◆ PROMPT: Return verbatim the lines of the data below, starting at the line that contains "Where can the red dress" and ending at the final line of the data, with both ends included.
'''
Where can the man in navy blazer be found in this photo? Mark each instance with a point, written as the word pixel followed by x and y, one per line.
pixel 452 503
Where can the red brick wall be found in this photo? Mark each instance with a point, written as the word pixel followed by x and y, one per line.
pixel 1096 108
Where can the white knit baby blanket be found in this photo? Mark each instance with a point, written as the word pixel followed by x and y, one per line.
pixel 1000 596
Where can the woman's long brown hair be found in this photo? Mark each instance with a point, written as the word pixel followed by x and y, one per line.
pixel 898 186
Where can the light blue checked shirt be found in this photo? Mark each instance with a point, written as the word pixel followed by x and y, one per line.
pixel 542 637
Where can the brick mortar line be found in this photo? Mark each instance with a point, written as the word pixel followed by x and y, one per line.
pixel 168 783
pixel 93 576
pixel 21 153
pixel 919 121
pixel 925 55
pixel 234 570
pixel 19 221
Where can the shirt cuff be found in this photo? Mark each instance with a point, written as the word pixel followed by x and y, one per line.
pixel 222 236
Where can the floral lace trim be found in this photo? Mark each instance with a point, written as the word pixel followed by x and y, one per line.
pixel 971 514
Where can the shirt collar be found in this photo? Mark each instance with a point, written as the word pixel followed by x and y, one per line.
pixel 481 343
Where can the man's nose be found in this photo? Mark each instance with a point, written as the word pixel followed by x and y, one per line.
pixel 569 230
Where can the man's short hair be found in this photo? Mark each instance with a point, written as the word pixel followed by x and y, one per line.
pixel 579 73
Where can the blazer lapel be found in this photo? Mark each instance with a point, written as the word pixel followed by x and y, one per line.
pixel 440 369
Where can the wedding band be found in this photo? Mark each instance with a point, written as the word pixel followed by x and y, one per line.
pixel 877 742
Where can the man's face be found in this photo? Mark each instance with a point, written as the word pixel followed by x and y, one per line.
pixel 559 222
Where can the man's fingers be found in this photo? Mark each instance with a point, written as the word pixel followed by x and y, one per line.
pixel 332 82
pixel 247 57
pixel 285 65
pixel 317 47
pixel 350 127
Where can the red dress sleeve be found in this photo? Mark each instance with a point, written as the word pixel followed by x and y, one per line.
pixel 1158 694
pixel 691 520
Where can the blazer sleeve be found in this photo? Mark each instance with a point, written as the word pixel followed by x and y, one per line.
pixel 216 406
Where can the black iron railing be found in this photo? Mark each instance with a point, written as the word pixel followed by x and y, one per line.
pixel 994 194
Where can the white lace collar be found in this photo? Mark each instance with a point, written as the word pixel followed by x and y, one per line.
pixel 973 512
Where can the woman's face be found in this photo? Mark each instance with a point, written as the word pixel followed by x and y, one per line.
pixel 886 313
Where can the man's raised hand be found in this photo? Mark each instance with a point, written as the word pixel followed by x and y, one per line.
'''
◆ EXERCISE RESULT:
Where can the red dress sleeve be found in this photo? Mark each instance with a point, written as the word pixel followed by x and y, one per line.
pixel 1158 694
pixel 691 520
Where can the blazer sleeve be found in this photo? Mark each instance with a point, written as the word pixel followed by x and y, one per line.
pixel 216 406
Where can the black iron railing be found in this photo? Mark each instance with a point, written as the word pixel followed by x and y, one per line.
pixel 994 194
Where can the white lace collar be found in this photo? Mark each instance with a point, written as the word pixel followed by x and y, one per line.
pixel 973 512
Where can the woman's face be found in this photo? Mark each instance with a point, written as the word pixel followed by x and y, one per line.
pixel 886 313
Where can the man's raised hand be found in this photo? Mark each instance with a point, written as the word pixel followed by x and y, one per line.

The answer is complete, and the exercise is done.